◆ SOURCE INFORMATION ◆
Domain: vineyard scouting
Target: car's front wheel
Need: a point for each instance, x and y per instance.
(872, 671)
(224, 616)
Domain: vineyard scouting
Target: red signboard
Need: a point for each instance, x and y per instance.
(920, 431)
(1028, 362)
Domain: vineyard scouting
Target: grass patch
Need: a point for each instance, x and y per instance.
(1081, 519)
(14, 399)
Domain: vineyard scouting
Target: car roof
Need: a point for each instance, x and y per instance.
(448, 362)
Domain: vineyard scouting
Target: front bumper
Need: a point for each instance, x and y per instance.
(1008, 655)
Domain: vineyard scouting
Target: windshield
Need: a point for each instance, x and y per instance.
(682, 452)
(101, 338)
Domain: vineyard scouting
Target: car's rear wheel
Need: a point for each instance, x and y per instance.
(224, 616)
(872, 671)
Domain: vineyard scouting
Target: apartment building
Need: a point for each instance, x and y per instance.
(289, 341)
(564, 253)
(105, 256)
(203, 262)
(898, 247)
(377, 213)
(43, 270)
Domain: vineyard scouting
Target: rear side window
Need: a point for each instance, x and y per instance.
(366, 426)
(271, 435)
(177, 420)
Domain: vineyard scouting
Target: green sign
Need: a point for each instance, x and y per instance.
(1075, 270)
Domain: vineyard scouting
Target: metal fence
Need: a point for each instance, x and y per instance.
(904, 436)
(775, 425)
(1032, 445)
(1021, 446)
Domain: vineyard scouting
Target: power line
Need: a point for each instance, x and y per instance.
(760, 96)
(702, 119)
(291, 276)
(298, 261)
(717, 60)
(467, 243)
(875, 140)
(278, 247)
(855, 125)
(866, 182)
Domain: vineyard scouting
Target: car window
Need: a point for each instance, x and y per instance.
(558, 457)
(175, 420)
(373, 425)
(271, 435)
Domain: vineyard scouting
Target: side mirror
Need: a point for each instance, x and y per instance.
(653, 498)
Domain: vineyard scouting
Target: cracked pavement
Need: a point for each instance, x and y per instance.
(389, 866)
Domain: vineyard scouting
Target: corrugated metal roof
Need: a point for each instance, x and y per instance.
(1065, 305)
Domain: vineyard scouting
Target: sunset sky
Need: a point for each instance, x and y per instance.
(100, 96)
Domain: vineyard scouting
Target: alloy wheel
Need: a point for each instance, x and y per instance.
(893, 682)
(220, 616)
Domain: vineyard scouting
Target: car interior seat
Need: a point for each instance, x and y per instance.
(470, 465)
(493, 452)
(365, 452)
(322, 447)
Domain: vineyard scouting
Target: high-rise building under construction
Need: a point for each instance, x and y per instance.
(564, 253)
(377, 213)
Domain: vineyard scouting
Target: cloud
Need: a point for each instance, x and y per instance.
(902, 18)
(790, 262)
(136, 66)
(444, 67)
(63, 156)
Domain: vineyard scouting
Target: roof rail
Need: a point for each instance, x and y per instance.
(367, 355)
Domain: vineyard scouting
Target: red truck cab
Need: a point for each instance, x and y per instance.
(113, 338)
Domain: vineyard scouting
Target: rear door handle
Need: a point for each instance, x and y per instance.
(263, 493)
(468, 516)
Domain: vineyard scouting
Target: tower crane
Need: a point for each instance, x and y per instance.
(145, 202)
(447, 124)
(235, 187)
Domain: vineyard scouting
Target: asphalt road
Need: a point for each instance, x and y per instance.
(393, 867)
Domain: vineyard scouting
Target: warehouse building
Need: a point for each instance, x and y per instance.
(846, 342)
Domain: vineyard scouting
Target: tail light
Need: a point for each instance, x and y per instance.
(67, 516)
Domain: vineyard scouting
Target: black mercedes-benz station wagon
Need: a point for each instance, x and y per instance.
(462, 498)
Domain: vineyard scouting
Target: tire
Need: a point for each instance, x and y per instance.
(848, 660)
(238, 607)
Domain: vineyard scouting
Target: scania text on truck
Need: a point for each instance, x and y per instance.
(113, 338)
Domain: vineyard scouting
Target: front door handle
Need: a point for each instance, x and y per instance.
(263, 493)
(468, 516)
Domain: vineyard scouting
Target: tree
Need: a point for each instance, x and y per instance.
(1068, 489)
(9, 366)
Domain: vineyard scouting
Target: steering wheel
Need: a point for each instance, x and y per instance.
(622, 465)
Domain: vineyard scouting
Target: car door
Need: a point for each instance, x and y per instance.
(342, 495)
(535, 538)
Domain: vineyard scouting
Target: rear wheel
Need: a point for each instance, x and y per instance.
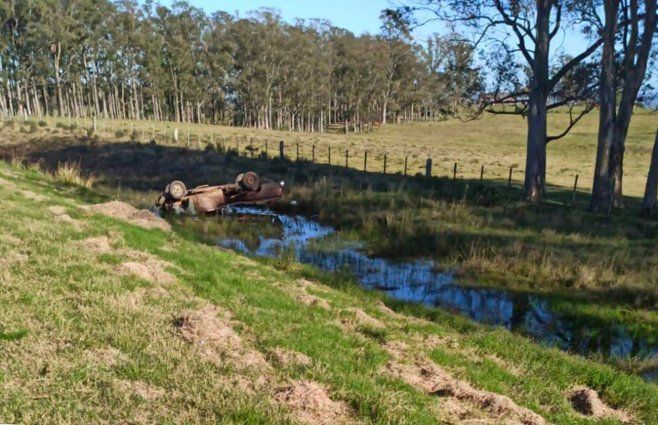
(248, 181)
(176, 190)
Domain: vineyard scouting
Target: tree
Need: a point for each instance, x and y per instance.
(631, 26)
(532, 25)
(651, 189)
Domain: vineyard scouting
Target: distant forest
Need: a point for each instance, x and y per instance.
(123, 60)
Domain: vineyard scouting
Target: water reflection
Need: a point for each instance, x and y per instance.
(421, 282)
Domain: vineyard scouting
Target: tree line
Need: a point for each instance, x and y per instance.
(128, 60)
(534, 75)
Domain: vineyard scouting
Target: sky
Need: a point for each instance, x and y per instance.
(357, 16)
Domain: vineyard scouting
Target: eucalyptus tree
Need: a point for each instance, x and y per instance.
(524, 29)
(628, 29)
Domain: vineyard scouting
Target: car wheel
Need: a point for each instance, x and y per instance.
(248, 181)
(176, 190)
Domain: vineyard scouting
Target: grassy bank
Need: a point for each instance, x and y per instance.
(107, 321)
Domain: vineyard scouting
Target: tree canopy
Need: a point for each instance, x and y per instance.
(141, 60)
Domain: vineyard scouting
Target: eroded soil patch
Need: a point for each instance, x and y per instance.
(587, 402)
(426, 376)
(127, 212)
(311, 404)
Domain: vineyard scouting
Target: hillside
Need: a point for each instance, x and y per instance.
(107, 321)
(495, 142)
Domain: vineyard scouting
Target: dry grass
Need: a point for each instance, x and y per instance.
(495, 142)
(81, 342)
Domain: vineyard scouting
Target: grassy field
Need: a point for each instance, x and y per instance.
(602, 270)
(496, 142)
(105, 321)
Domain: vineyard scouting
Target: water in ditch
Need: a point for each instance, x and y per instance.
(261, 232)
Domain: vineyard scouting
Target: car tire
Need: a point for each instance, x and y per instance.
(176, 190)
(248, 181)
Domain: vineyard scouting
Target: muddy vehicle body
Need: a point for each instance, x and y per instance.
(205, 199)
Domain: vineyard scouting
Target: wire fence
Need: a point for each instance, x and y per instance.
(204, 137)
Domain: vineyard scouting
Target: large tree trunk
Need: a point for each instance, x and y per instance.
(602, 188)
(58, 81)
(634, 70)
(651, 189)
(535, 170)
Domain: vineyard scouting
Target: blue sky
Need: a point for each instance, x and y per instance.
(358, 16)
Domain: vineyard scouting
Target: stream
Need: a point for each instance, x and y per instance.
(261, 232)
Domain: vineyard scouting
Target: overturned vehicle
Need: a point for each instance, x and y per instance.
(205, 199)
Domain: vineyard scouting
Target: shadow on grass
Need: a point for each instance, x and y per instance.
(482, 229)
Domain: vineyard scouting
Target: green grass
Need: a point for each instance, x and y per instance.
(496, 142)
(70, 304)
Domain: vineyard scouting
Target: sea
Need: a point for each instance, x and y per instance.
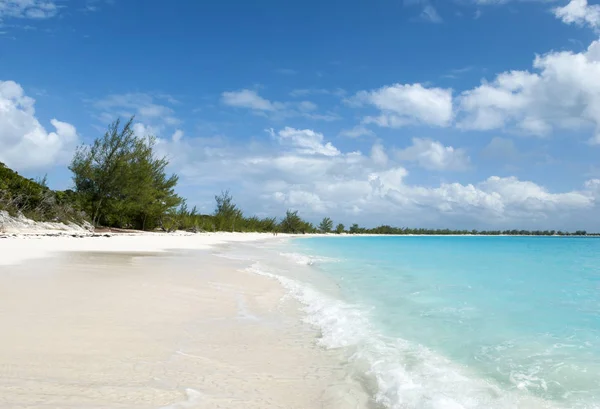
(452, 322)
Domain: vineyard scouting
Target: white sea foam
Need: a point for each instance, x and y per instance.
(400, 374)
(306, 260)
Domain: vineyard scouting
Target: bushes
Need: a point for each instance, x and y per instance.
(33, 199)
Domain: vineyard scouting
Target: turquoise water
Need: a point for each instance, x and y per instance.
(460, 322)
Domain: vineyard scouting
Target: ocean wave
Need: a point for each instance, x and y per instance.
(400, 374)
(306, 260)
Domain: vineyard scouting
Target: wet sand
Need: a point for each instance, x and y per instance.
(183, 329)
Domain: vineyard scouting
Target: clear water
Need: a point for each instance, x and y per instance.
(457, 322)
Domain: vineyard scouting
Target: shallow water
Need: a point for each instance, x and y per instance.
(454, 322)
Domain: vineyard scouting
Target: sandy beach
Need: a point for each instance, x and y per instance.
(154, 321)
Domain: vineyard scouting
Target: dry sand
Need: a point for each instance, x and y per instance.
(120, 322)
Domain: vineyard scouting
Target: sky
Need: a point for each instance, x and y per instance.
(421, 113)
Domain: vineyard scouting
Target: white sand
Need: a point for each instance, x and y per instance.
(14, 250)
(87, 323)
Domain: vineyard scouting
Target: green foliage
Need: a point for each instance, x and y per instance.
(33, 199)
(121, 183)
(226, 212)
(354, 229)
(292, 223)
(326, 225)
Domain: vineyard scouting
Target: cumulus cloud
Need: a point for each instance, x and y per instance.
(250, 99)
(357, 132)
(579, 12)
(144, 106)
(306, 141)
(407, 104)
(432, 155)
(564, 93)
(501, 148)
(318, 179)
(378, 154)
(32, 9)
(25, 142)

◆ WHAT YOU NEED TO DO ◆
Where the string "white" shows up in the listing above, copy the line that holds it.

◆ COMPLETED TASK ◆
Target: white sea foam
Target: white sand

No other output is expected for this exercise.